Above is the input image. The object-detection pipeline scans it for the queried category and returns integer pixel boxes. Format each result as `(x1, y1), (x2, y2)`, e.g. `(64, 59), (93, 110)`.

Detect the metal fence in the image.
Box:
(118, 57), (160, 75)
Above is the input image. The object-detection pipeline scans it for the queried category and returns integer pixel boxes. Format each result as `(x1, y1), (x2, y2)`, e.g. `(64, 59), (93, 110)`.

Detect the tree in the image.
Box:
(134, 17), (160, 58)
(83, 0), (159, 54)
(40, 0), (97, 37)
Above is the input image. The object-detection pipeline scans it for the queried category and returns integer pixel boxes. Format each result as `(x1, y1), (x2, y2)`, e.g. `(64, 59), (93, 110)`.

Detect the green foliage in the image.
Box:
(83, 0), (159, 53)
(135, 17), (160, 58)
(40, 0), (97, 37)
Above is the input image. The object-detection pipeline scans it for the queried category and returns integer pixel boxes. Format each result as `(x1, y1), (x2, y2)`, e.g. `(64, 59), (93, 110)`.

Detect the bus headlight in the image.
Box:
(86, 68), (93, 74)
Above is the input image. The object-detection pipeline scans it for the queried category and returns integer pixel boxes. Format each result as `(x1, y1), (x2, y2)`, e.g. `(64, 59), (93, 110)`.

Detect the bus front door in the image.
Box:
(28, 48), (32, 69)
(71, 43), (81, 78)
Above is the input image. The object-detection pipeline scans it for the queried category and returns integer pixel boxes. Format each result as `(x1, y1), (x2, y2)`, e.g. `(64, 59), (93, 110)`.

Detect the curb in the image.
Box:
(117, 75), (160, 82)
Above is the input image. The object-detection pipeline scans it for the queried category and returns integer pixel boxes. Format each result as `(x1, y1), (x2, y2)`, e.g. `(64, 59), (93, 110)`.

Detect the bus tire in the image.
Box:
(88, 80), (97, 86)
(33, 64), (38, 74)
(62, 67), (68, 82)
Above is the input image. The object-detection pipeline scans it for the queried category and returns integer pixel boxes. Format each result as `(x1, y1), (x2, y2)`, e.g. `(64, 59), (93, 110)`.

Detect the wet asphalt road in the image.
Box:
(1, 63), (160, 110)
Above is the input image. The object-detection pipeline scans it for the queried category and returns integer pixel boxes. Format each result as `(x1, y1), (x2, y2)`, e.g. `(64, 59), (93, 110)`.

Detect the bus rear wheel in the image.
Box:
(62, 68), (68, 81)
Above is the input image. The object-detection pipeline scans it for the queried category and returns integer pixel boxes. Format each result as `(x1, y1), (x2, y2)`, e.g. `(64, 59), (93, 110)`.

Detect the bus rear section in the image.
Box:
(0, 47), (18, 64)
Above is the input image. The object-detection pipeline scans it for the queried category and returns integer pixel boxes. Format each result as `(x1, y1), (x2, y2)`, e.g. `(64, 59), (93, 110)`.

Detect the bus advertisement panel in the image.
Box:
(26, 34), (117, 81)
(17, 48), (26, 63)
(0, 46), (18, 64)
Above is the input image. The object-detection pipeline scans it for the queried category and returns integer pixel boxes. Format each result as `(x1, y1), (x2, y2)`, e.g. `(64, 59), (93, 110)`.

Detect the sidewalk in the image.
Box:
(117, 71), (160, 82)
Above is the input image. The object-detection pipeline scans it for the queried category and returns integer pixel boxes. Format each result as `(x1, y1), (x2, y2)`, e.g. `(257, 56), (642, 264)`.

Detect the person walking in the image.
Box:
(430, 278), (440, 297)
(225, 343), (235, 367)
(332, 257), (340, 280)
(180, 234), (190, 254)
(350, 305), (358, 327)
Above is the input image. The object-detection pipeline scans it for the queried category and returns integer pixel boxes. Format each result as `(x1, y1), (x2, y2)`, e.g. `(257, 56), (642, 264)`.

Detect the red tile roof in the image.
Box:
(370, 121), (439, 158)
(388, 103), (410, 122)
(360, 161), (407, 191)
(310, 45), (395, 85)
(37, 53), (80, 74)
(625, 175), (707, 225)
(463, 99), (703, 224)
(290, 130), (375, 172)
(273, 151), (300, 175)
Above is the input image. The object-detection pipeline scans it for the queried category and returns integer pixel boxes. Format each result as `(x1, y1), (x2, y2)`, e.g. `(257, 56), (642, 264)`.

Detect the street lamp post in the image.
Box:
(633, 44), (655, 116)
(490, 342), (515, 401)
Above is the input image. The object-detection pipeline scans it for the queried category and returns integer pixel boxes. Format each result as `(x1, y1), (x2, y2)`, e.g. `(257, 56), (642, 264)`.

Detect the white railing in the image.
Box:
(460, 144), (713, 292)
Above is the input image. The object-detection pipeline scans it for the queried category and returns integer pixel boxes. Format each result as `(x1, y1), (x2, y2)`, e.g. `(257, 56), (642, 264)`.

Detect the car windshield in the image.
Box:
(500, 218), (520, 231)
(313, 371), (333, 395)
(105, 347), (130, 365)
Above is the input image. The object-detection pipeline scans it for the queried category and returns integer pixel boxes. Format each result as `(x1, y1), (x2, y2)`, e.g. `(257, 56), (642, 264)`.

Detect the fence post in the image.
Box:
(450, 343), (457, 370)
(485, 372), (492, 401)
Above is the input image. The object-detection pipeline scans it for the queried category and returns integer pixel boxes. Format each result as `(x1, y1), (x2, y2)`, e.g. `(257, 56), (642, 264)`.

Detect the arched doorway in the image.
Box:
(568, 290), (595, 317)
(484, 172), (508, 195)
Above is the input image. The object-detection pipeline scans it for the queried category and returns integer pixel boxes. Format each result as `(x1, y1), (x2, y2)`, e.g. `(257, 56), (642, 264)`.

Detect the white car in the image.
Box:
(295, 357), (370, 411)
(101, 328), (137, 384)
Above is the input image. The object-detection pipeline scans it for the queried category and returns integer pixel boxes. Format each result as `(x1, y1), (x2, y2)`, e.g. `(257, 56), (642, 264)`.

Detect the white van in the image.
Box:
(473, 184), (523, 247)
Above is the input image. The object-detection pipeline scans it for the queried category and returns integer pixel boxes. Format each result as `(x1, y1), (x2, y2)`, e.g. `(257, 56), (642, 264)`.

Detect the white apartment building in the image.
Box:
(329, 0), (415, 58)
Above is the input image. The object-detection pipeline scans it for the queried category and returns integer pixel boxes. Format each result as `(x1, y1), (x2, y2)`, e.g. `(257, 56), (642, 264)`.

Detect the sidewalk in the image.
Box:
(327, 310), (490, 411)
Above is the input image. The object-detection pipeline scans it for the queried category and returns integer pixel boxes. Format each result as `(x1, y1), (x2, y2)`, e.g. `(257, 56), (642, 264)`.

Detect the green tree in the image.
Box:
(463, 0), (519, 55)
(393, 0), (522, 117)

— Work to do —
Resize everything from the start of the listing down to the line containing "(118, 57), (160, 75)", inclusive, and reproduce it with the requests. Multiply each box coordinate in the answers by 0.5 and round to whole numbers with halves going up, leaving the numbers in the requests and their format samples unchanged.

— Exercise result —
Above is the input image. The object-detection pipeline scans it for the queried category and returns integer pixel boxes. Format each result as `(x1, y1), (x2, y2)`, e.g. `(64, 59), (93, 110)`.

Detect the metal fence in the image.
Box:
(59, 29), (80, 38)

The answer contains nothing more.